Every record that follows should be printed verbatim.

--- start of RECORDS TO USE ---

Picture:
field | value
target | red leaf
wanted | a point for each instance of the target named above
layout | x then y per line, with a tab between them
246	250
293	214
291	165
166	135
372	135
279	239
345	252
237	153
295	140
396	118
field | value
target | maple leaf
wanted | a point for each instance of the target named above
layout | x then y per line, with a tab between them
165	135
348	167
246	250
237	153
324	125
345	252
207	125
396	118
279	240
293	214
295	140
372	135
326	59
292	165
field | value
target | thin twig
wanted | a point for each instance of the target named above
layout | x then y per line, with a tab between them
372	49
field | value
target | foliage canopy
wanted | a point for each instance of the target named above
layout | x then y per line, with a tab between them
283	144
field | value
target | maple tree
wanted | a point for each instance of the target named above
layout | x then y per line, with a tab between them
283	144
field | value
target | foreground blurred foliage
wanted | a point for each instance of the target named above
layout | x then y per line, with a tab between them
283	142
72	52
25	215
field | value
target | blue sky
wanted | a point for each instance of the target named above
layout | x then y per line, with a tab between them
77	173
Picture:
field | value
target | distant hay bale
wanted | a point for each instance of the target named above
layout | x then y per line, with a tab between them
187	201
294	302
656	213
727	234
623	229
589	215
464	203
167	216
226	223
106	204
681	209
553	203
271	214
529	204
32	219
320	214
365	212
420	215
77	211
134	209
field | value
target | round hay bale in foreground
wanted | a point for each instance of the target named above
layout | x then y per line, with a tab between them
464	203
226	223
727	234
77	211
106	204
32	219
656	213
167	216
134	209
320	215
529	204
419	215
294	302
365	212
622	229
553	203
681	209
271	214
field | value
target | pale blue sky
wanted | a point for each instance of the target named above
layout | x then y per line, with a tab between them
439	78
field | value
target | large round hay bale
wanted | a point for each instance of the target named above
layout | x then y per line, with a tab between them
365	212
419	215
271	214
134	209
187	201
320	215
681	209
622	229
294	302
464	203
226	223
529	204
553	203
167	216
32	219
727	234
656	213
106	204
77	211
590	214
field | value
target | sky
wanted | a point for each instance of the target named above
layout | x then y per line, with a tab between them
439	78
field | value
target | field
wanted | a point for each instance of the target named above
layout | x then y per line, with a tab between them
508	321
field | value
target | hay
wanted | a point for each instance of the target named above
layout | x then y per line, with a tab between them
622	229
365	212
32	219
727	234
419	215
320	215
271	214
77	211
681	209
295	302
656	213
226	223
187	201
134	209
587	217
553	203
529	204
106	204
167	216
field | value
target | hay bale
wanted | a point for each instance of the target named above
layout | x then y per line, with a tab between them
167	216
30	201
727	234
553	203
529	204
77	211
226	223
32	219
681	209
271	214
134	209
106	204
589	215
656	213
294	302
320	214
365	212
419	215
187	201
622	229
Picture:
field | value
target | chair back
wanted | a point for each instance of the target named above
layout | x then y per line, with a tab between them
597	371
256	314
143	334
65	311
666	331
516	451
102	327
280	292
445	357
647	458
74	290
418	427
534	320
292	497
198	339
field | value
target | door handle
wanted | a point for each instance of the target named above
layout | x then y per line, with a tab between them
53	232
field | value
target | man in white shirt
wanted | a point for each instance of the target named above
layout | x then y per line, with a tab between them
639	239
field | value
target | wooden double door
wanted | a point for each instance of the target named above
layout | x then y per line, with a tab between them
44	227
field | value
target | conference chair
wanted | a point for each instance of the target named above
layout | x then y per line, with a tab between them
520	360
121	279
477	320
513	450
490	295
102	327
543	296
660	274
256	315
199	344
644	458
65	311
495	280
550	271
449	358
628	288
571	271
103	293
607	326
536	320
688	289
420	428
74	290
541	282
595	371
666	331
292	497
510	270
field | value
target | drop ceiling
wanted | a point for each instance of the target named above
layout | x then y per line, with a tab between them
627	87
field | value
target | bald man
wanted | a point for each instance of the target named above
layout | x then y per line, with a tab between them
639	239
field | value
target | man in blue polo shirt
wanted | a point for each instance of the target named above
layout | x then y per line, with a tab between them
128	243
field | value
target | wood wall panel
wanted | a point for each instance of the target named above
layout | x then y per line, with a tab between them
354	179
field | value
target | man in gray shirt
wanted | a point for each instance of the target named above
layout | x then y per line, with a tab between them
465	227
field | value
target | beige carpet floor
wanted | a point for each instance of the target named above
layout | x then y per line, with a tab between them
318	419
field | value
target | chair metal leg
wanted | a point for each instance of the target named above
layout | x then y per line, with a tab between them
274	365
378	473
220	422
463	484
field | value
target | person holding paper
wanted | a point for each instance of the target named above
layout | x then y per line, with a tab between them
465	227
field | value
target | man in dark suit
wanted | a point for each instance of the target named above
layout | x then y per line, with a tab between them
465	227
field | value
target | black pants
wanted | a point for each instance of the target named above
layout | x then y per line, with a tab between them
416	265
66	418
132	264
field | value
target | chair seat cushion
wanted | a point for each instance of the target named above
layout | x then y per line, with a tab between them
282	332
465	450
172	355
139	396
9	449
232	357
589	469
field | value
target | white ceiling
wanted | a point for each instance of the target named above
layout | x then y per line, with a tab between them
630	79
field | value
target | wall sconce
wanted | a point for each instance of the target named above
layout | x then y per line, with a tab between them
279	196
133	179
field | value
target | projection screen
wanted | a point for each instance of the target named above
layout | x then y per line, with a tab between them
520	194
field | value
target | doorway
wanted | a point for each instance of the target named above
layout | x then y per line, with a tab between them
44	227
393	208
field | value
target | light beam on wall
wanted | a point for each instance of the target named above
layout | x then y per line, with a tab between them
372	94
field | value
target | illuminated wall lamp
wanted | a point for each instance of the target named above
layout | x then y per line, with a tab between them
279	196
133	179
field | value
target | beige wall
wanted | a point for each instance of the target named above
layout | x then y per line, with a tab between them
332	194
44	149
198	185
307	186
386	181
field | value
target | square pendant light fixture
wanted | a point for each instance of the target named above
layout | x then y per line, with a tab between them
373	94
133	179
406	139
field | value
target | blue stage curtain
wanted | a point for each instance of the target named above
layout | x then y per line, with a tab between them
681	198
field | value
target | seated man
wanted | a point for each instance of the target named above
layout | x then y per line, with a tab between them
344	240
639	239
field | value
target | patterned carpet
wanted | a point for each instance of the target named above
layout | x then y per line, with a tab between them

--- end of RECORDS TO USE ---

▶ **SOLUTION TO THIS PROBLEM**:
Picture:
field | value
target | red leaf
wanted | a point for each instance of the target named above
layout | x then y per line, with a tab between them
246	250
293	214
291	165
166	135
372	135
279	239
345	252
237	153
295	140
396	118
field | value
target | maple leaf
wanted | a point for each instance of the target named above
layout | x then y per line, with a tab between them
165	135
348	167
246	250
237	153
324	125
345	252
207	125
396	118
279	240
293	214
295	140
372	135
326	59
292	165
field | value
target | thin twig
wanted | a point for each instance of the target named above
layout | x then y per line, with a tab between them
372	49
field | value
target | foliage canopy
wanted | a point for each instance of the target named above
layout | x then y per line, with a tab between them
283	144
field | value
target | maple tree
wanted | a point for each instance of the target named above
layout | x then y per line, with a tab between them
283	144
field | value
target | foreground blurred foliage
wanted | a point for each instance of the target named above
layout | x then y per line, with a tab between them
283	142
72	52
25	215
field | value
target | blue sky
wanted | a point for each instance of the target named above
layout | x then y per line, with a tab between them
77	173
Picture:
field | value
target | distant hay bale
wanted | a point for each instance of the target named above
layout | x then y per line, with a tab between them
187	201
294	302
656	213
727	234
623	229
589	215
464	203
167	216
226	223
106	204
681	209
553	203
271	214
529	204
32	219
320	214
365	212
420	215
77	211
134	209
field | value
target | round hay bale in foreground
wanted | a point for each instance of the target named above
layout | x then y per line, with a tab between them
464	203
226	223
727	234
77	211
106	204
32	219
656	213
167	216
134	209
320	215
529	204
419	215
294	302
365	212
622	229
553	203
681	209
271	214
field | value
target | pale blue sky
wanted | a point for each instance of the target named above
layout | x then y per line, with a tab between them
439	78
field | value
target | large round hay bale
wanted | a point for each instance of the target named above
layout | x then y per line, with a tab between them
365	212
419	215
271	214
134	209
187	201
320	215
681	209
622	229
294	302
464	203
226	223
529	204
553	203
167	216
32	219
727	234
656	213
106	204
77	211
590	214
field | value
target | sky
wanted | a point for each instance of the target named above
layout | x then y per line, with a tab between them
439	78
field | value
target | field
wanted | a point for each instance of the target named above
layout | x then y per line, with a tab between them
508	321
field | value
target | hay
wanted | a point for each instance of the target named above
layout | x then y per line, with a tab between them
622	229
365	212
32	219
727	234
419	215
320	215
271	214
77	211
681	209
295	302
656	213
226	223
187	201
134	209
587	217
553	203
529	204
106	204
167	216
field | value
target | hay bale
wanted | a point for each instance of the target named above
layout | x then y per line, with a tab between them
167	216
30	201
727	234
553	203
529	204
77	211
226	223
32	219
681	209
271	214
134	209
106	204
589	215
656	213
294	302
320	214
365	212
419	215
187	201
622	229
Picture:
field | value
target | chair back
wanted | a point for each instance of the target named above
layout | x then y per line, with a tab between them
597	371
256	314
143	334
65	311
666	331
516	451
102	327
280	292
445	357
647	458
74	290
418	427
534	320
292	497
198	339
field | value
target | door handle
wanted | a point for each instance of the target named above
layout | x then y per line, with a tab between them
53	232
field | value
target | man in white shirt
wanted | a point for each instance of the target named above
layout | x then y per line, with a tab between them
639	239
field | value
target | wooden double door
wanted | a point for each instance of the target named above
layout | x then y per line, with a tab between them
44	227
field | value
target | conference chair
wanted | a point for each instance of the target named above
layout | x then y per line, with a tab between them
520	360
121	279
477	320
513	450
490	295
102	327
543	296
660	274
256	315
199	344
644	458
65	311
495	280
550	271
449	358
628	288
571	271
103	293
607	326
536	320
688	289
420	428
74	290
541	282
595	371
666	331
292	497
510	270
field | value
target | drop ceiling
wanted | a point for each instance of the target named above
layout | x then y per line, with a tab between them
627	87
field | value
target | bald man
wanted | a point for each instance of the target named above
layout | x then y per line, with a tab between them
639	239
field | value
target | man in blue polo shirt
wanted | a point for each instance of the target named above
layout | x then y per line, with a tab between them
128	243
field | value
target | wood wall panel
wanted | a point for each instance of the target named above
layout | x then y per line, with a tab between them
354	179
field | value
target | man in gray shirt
wanted | a point for each instance of the target named above
layout | x then y per line, with a tab between them
465	227
field | value
target | beige carpet floor
wanted | a point for each instance of the target named above
layout | x then y per line, with a tab between them
318	419
field | value
target | chair metal leg
wanted | a point for each instance of the target named above
layout | x then y per line, with a tab between them
274	365
378	473
220	422
463	484
field | value
target | person holding paper
wanted | a point for each instance of the target named above
layout | x then y per line, with a tab between them
465	227
field | value
target | man in dark suit
wanted | a point for each instance of the target named above
layout | x then y per line, with a tab between them
465	227
field | value
target | black pants
wanted | a point for each instance of the target named above
layout | x then y per line, with a tab between them
416	265
66	418
132	264
field | value
target | chair seat cushion
wanted | a point for each instance of the target named above
layout | x then y per line, with a tab between them
282	332
465	450
172	355
139	396
9	449
232	357
589	469
field | value
target | white ceiling
wanted | a point for each instance of the target named above
layout | x then y per line, with a tab between them
630	79
field | value
target | wall sconce
wanted | a point for each instance of the target named above
layout | x then y per line, with a tab between them
279	196
133	179
field | value
target | projection screen
wanted | a point for each instance of the target named above
layout | x then y per line, with a tab between them
520	194
field | value
target | doorway
wanted | a point for each instance of the target named above
layout | x then y per line, with a tab between them
44	227
393	208
field | value
target | light beam on wall
wanted | a point for each instance of the target named above
layout | x then y per line, with a tab between them
372	94
field | value
target | illuminated wall lamp
wanted | a point for each instance of the target named above
layout | x then y per line, with a tab between them
279	196
133	179
field | value
target | beige wall
wanted | a point for each instance of the target named above
layout | x then y per line, with a tab between them
332	194
44	149
198	185
307	186
386	181
field | value
target | square pendant light fixture
wanted | a point for each instance of the target named above
layout | x then y per line, with a tab between them
373	94
133	179
406	139
field | value
target | blue stage curtain
wanted | a point for each instance of the target named above
layout | x then y per line, with a tab between them
681	198
field | value
target | seated man
wanted | a point for each instance of the target named above
layout | x then y per line, with a tab between them
344	240
639	239
field | value
target | patterned carpet
wanted | a point for each instance of the target named above
layout | x then y per line, with a tab between them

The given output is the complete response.